● **WHAT YOU ARE ASKED TO DO**: Translate this sentence from the workshop announcement into Spanish: "They interacted frequently with printers, instrument makers and craftsmen, attended auctions, and made a point of donating portraits to the Society."

● **GIVEN TEXT**:
____________________
16 Jul 2018 - 17 Jul 2018 All day Room SG1, Alison Richard Building, 7 West Road, Cambridge

Description

Conference organised by the ‘Making Visible‘ project at CRASSH. This event is free but booking is recommended.

The aim of this workshop is to explore the connections and networks within the wider visual worlds of the members of the early Royal Society (c. 1660-c.1710). Royal Society Fellows such as John Evelyn, Samuel Pepys, Thomas Povey, and William Aglionby were enthusiastic collectors of art, including prints, and were familiar with Continental collections and art theoretical works. They interacted frequently with printers, instrument makers and craftsmen, attended auctions, and made a point of donating portraits to the Society.  How did
 first-hand experience and appreciation of art, artistic skills and collections affect the way members of the Society approached and judged images and objects of knowledge? How did their engagement with the visual worlds around them compare with their Continental counter-parts? We hope to bring together historians of science, art, collections, and print culture in order to bridge the artificial and unhelpful differentiation of ‘artist’ and ‘scientific’ images in this period.

Speakers: Alexander Marr, Matthew Walker, Rebekah Higgitt, Henrietta McBurney Ryan, Sietske Fransen, Kate Bennett, Karin Leonhard & Elisa von Minnigerode, Spike Bucklow, Andrew Burnett, Frances Hughes, Katherine M. Reinhart, Katy Barrett

A small number of travel bursaries for graduate students and early career fellows from the UK and overseas are available. Please contact Judith Weik to apply, stating your affiliation and providing a brief statement as to why you would like to attend the conference.
____________________
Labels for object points
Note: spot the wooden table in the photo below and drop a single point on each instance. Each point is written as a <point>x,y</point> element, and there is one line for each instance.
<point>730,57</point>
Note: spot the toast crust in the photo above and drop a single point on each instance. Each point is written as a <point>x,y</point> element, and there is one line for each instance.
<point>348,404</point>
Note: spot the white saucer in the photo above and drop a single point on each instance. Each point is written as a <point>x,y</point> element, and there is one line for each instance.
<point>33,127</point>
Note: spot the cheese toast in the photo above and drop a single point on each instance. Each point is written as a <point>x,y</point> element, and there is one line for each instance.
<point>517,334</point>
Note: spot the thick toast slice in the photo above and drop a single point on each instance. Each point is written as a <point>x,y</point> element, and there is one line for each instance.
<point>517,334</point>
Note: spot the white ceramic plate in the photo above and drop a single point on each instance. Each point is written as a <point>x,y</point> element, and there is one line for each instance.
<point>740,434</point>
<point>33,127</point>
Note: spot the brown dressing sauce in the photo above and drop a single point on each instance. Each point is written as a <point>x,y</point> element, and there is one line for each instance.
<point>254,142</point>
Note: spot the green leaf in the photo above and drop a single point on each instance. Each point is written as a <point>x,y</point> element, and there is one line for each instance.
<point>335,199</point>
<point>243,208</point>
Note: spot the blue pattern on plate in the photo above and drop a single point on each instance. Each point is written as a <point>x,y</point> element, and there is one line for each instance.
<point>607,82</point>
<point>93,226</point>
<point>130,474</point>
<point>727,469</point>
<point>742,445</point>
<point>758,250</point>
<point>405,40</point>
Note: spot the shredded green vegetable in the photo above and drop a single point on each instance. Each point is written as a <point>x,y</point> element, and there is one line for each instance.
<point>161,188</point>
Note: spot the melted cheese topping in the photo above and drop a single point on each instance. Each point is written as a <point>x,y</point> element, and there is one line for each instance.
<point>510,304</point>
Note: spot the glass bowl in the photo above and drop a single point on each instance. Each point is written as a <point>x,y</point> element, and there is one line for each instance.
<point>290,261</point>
____________________
● **TASK OUTPUT**: Interactuaban con frecuencia con impresores, fabricantes de instrumentos y artesanos, asistían a subastas y se empeñaban en donar retratos a la Sociedad.